> _Given problem_: Copy out every one of the following rows line for line, changing nothing.

Data rows
▽
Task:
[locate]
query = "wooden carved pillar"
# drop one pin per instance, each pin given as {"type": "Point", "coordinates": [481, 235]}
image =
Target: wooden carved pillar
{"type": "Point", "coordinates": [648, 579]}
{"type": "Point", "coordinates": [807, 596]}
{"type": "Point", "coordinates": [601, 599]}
△
> _Task solution_:
Task:
[locate]
query = "wooden carved pillar"
# drop one pin per instance, each pin given as {"type": "Point", "coordinates": [481, 235]}
image =
Target: wooden carved pillar
{"type": "Point", "coordinates": [648, 579]}
{"type": "Point", "coordinates": [807, 596]}
{"type": "Point", "coordinates": [601, 599]}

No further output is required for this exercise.